[EXERCISE] Copy the material below verbatim, line for line, but leave out any picture.

[DATA EXTRACT]
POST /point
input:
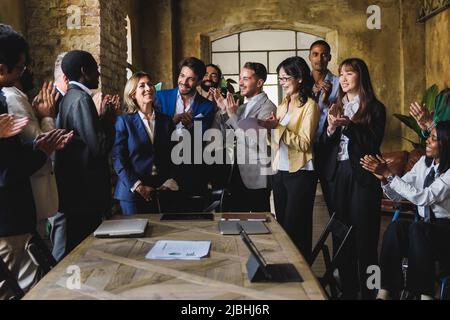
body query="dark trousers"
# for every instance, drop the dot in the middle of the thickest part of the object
(294, 195)
(246, 200)
(423, 244)
(358, 206)
(319, 161)
(80, 226)
(58, 235)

[RESULT FOR THIS EXERCISE]
POST /point
input:
body query="dark trousers"
# for every instance, drop the dot in the middle of the thickest part of the object
(294, 195)
(246, 200)
(423, 244)
(358, 206)
(319, 161)
(80, 226)
(58, 235)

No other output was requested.